## Records supplied
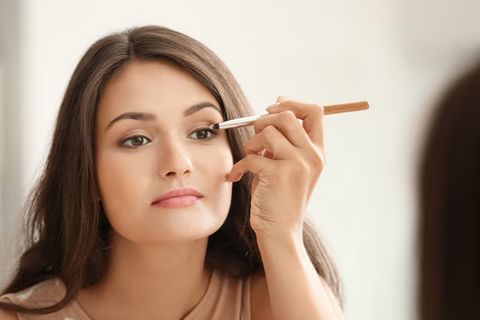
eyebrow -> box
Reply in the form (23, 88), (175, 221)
(106, 102), (223, 131)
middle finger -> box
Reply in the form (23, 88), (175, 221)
(245, 125), (296, 160)
(253, 111), (312, 149)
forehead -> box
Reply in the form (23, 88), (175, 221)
(97, 60), (218, 120)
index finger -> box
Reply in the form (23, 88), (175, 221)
(266, 100), (324, 147)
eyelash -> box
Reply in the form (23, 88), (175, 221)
(192, 127), (219, 140)
(119, 127), (219, 148)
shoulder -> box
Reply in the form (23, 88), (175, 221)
(249, 272), (343, 320)
(0, 278), (65, 309)
(0, 309), (18, 320)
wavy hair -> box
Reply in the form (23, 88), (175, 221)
(0, 25), (342, 315)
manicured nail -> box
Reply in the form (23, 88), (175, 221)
(276, 96), (290, 103)
(265, 102), (281, 111)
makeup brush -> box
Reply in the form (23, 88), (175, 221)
(210, 101), (369, 130)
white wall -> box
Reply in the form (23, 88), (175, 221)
(2, 0), (480, 319)
(0, 0), (24, 290)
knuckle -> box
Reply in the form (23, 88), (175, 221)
(245, 153), (257, 162)
(290, 158), (310, 176)
(241, 154), (255, 165)
(311, 104), (324, 115)
(263, 125), (277, 135)
(253, 120), (263, 133)
(312, 150), (326, 170)
(280, 110), (297, 122)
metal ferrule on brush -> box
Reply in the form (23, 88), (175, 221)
(211, 115), (262, 130)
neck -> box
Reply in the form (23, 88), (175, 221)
(78, 233), (212, 320)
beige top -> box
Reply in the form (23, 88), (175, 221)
(0, 270), (252, 320)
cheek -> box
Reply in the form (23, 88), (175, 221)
(202, 150), (233, 176)
(211, 144), (233, 179)
(194, 146), (234, 212)
(95, 151), (149, 223)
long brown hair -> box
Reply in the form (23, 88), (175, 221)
(418, 57), (480, 320)
(0, 25), (342, 315)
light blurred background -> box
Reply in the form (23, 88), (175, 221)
(1, 0), (479, 319)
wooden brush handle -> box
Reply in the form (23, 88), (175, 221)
(324, 101), (369, 115)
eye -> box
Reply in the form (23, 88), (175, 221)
(120, 135), (151, 148)
(189, 128), (218, 140)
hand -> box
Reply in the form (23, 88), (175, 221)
(227, 96), (326, 239)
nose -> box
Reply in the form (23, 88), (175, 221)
(157, 140), (193, 179)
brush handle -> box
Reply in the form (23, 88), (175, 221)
(213, 101), (369, 130)
(324, 101), (369, 115)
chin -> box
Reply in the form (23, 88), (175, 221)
(116, 210), (228, 244)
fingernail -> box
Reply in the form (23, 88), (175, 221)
(276, 96), (290, 103)
(265, 102), (280, 111)
(227, 172), (239, 182)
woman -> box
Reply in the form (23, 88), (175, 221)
(0, 25), (343, 319)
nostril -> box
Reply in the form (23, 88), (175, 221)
(161, 166), (192, 178)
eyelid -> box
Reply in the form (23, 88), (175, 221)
(188, 126), (219, 140)
(118, 134), (151, 148)
(116, 123), (219, 147)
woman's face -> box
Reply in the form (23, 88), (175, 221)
(95, 60), (233, 244)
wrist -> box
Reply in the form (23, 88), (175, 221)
(255, 228), (307, 258)
(253, 220), (303, 242)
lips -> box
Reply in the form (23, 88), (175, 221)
(152, 188), (203, 205)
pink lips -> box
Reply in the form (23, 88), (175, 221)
(152, 188), (203, 208)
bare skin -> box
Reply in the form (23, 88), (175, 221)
(0, 61), (344, 320)
(77, 60), (233, 320)
(227, 96), (345, 320)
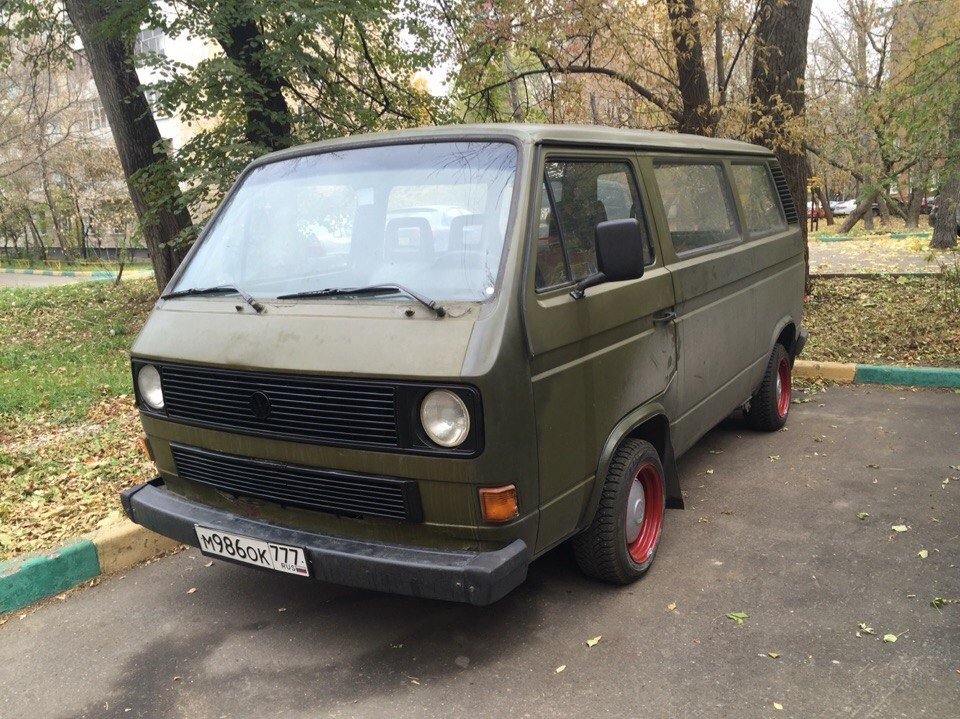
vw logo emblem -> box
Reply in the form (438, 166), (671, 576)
(249, 391), (272, 421)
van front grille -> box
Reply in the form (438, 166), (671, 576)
(770, 162), (800, 225)
(159, 363), (399, 449)
(171, 443), (422, 521)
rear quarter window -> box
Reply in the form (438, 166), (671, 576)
(731, 163), (787, 237)
(653, 162), (740, 254)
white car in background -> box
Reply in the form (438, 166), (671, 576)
(833, 198), (857, 216)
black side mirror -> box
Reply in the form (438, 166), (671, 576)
(570, 218), (645, 299)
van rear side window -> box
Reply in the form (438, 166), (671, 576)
(653, 162), (740, 254)
(730, 163), (787, 237)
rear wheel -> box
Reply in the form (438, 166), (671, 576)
(573, 439), (666, 584)
(745, 343), (791, 431)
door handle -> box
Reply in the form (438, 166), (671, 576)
(652, 309), (676, 324)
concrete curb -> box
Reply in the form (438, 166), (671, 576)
(794, 359), (960, 388)
(1, 267), (154, 278)
(0, 521), (180, 615)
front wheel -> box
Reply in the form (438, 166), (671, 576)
(573, 439), (666, 584)
(745, 343), (791, 431)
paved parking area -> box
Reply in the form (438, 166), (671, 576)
(1, 386), (958, 718)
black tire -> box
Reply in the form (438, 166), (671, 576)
(573, 439), (666, 584)
(745, 343), (791, 431)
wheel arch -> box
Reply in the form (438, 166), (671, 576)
(771, 317), (799, 359)
(577, 404), (683, 533)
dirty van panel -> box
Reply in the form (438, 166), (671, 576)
(523, 152), (677, 553)
(730, 160), (805, 356)
(648, 158), (757, 453)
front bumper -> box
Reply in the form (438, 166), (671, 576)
(121, 478), (531, 606)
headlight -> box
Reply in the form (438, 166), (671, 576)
(420, 389), (470, 447)
(137, 364), (164, 410)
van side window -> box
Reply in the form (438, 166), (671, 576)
(731, 162), (787, 237)
(653, 162), (740, 254)
(535, 160), (653, 290)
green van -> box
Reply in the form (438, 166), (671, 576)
(122, 124), (806, 605)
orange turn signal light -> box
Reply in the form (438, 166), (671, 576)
(479, 485), (519, 523)
(137, 434), (154, 461)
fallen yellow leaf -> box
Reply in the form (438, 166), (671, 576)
(774, 702), (783, 710)
(667, 602), (677, 611)
(186, 587), (196, 594)
(586, 636), (602, 647)
(555, 665), (566, 673)
(768, 652), (780, 659)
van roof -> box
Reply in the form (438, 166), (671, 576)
(254, 123), (773, 168)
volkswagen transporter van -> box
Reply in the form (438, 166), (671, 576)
(122, 124), (807, 605)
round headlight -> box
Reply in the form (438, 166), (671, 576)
(137, 364), (164, 410)
(420, 390), (470, 448)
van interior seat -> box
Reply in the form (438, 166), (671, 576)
(384, 217), (434, 261)
(447, 214), (485, 252)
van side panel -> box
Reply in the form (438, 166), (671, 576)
(526, 270), (678, 553)
(643, 156), (804, 456)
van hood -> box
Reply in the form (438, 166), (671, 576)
(131, 298), (481, 379)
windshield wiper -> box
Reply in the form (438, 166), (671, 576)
(161, 285), (265, 313)
(277, 283), (446, 317)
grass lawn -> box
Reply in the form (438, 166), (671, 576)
(0, 280), (157, 559)
(1, 259), (153, 272)
(1, 273), (957, 560)
(804, 275), (960, 367)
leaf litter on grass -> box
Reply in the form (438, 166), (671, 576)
(804, 276), (960, 368)
(0, 394), (154, 559)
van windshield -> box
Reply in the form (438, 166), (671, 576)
(172, 141), (518, 303)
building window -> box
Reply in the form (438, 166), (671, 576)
(85, 99), (109, 131)
(135, 28), (165, 56)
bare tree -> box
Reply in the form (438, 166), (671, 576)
(63, 0), (192, 290)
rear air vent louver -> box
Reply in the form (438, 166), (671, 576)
(769, 162), (799, 225)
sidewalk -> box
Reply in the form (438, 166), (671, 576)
(0, 268), (154, 288)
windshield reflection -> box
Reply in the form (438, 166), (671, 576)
(173, 142), (518, 302)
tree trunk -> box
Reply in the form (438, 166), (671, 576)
(24, 208), (46, 260)
(904, 187), (922, 229)
(666, 0), (715, 135)
(749, 0), (813, 289)
(38, 157), (74, 264)
(838, 190), (880, 233)
(931, 97), (960, 249)
(932, 180), (959, 250)
(877, 191), (891, 225)
(63, 0), (193, 291)
(212, 11), (293, 151)
(815, 185), (834, 225)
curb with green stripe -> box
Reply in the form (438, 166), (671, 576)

## Problem
Copy out each line of the records that holds the string "green".

## Result of this task
green van -> box
curb with green stripe -> box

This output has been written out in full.